# [DOCUMENT TEXT]
━━━━━━━━━━━━━━━━

Torchdrug integration #49

jannisborn · 2022-03-10T12:21:03Z

TorchDrug integration (inference-only) as discussed @drugilsberg!

2 models implemented GCPN (Graph Convolutional Policy Network, NeurIPS 2018) and GAF (Graph AutoregressiveFlow, ICLR 2020).
For each models, 3 pretrained models are made available:
- zinc250k: TorchDrugZincGCPN and TorchDrugZincGAF
- optimized to generated high-qed molecules: TorchDrugQedGAF and TorchDrugQedGCPN.
- optimized to generated high-plogp molecules: TorchDrugPlogpGCPN and TorchDrugPlogpGAF
unittests implemented for all models

ToDo:

fix CI pipeline
upload models on COS (2 times)

Regarding CI:

I knew this would backfire, the tests are still failing at installation. Locally, I had to install pytorch-scatter via conda, I did the following:

pip3 install torch==1.8.1 torchvision==0.9.1 torchaudio==0.8.1 -f https://download.pytorch.org/whl/lts/1.8/torch_lts.html
conda install pytorch-scatter -c pyg
pip install torchdrug

and this worked fine.

When I reproduce the CI pipeline locally, I also do not get a functioning installation. The env is created successfully but importing pytorch-scatter results in segmentation faults.

━━━━━━━━━━━━━━━━

Excerpts from annotation records:
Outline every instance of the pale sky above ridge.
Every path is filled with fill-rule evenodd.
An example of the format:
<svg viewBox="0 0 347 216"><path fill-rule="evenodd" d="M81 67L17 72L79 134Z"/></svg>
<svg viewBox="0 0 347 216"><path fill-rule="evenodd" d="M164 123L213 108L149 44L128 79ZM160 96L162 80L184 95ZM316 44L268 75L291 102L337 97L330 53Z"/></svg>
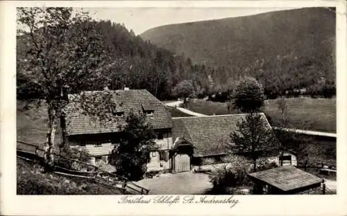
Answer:
<svg viewBox="0 0 347 216"><path fill-rule="evenodd" d="M96 20L124 23L136 35L178 23L236 17L294 8L83 8Z"/></svg>

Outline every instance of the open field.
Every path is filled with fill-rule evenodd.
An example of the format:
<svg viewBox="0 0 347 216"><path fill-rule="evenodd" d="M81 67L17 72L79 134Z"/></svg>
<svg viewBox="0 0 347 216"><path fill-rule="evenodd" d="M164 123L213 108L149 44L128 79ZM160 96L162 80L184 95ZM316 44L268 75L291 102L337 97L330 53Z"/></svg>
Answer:
<svg viewBox="0 0 347 216"><path fill-rule="evenodd" d="M44 107L23 109L24 102L17 102L17 139L18 141L42 144L46 140L47 113ZM17 145L20 145L18 144ZM43 145L40 145L41 147Z"/></svg>
<svg viewBox="0 0 347 216"><path fill-rule="evenodd" d="M31 163L17 160L17 195L122 195L117 188L89 180L41 173Z"/></svg>
<svg viewBox="0 0 347 216"><path fill-rule="evenodd" d="M278 125L280 119L276 101L265 101L264 111L273 125ZM287 102L288 118L293 127L336 133L336 99L292 98ZM203 100L191 100L185 108L205 115L237 113L235 110L228 111L226 102Z"/></svg>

━━━━━━━━━━━━━━━━

# [WORK TO COMPLETE]
Transcribe the part of the TorchDrug integration post above that starts at "For each models, 3" and ends at "TorchDrugQedGAF and TorchDrugQedGCPN.".

# [RESPONSE]
For each models, 3 pretrained models are made available:
- zinc250k: TorchDrugZincGCPN and TorchDrugZincGAF
- optimized to generated high-qed molecules: TorchDrugQedGAF and TorchDrugQedGCPN.